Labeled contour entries
-----

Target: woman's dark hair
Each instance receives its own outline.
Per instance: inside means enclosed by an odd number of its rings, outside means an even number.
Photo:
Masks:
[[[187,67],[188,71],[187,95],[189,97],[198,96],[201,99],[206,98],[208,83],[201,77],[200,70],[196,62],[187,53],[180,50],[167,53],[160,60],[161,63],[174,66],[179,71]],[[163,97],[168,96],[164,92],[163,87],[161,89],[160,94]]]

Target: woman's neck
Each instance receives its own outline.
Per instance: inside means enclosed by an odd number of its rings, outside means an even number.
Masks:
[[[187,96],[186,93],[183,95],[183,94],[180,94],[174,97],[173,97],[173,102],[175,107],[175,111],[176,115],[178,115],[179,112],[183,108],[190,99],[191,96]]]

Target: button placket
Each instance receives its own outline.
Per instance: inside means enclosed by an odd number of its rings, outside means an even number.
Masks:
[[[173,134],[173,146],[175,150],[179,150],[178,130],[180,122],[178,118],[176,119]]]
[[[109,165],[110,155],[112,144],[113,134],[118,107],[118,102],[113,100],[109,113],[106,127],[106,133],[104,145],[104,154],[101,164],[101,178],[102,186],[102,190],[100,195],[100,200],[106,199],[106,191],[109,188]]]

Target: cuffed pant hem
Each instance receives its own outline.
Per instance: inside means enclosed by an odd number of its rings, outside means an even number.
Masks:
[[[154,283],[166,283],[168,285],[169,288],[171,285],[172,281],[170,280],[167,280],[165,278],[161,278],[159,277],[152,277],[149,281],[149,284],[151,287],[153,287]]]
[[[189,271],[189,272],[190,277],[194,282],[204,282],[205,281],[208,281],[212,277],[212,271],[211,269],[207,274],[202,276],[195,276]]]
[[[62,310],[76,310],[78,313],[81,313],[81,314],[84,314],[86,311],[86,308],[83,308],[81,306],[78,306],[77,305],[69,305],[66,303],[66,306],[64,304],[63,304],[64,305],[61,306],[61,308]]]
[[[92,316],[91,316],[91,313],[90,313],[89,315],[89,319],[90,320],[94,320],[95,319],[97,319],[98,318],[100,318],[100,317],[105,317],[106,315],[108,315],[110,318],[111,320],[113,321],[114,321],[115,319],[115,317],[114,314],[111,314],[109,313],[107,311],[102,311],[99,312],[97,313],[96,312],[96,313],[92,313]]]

-----

» Given exercise: Copy out all of the data above again, requests included, raising every x and y coordinate in the outline answers by 63.

» Written reply:
Target: woman's dark hair
Each instance receives its own outline.
Per instance: inside means enclosed by an odd number of its rings, outside means an even number.
Photo:
Masks:
[[[250,130],[251,134],[250,158],[252,160],[261,159],[264,162],[269,161],[271,146],[264,140],[263,133],[259,125],[250,116],[243,113],[230,116],[223,123],[224,126],[237,129],[242,134]],[[226,160],[231,159],[227,155],[226,150],[224,152],[223,157]]]

Target: woman's neck
Each instance receives its own outline.
Per instance: inside means enclosed by an odd number of its rings, outside means an even number.
Masks:
[[[250,159],[249,156],[246,158],[246,157],[243,157],[237,160],[236,160],[236,165],[238,170],[238,174],[239,178],[241,178],[242,175],[246,171],[253,162],[254,159]]]

Target: button placket
Each instance receives its own outline.
Per instance: inside means enclosed by an odd number of its rings, outside means an even number.
Masks:
[[[236,197],[236,209],[238,213],[242,213],[241,193],[243,185],[241,181],[239,182]]]
[[[172,228],[173,218],[175,207],[176,197],[181,170],[181,165],[176,163],[172,176],[169,190],[169,196],[167,208],[167,217],[164,227],[164,241],[165,249],[165,253],[163,258],[163,263],[169,262],[169,254],[172,251]]]

Target: cuffed pant hem
Each instance receives its own outline.
Per instance: inside means enclosed by an odd number of its rings, outside means an even number.
Masks:
[[[217,346],[229,346],[231,348],[232,351],[234,348],[235,344],[233,343],[230,343],[228,341],[224,341],[222,340],[215,340],[212,344],[212,347],[214,350],[216,350]]]
[[[252,334],[252,335],[253,340],[257,345],[267,345],[268,344],[271,344],[275,340],[275,334],[274,332],[270,337],[265,339],[258,339]]]
[[[125,373],[139,373],[141,376],[144,376],[144,377],[147,377],[149,374],[149,371],[146,371],[144,369],[141,369],[140,368],[132,368],[129,366],[129,369],[127,367],[126,367],[127,368],[124,369],[124,371]]]
[[[155,379],[154,379],[154,376],[153,376],[152,378],[152,382],[153,383],[157,383],[158,382],[160,382],[161,381],[163,381],[163,380],[168,380],[169,378],[171,378],[173,381],[174,383],[176,384],[177,384],[178,382],[178,380],[177,377],[174,377],[172,376],[170,374],[165,374],[162,375],[160,376],[159,375],[159,376],[155,376]]]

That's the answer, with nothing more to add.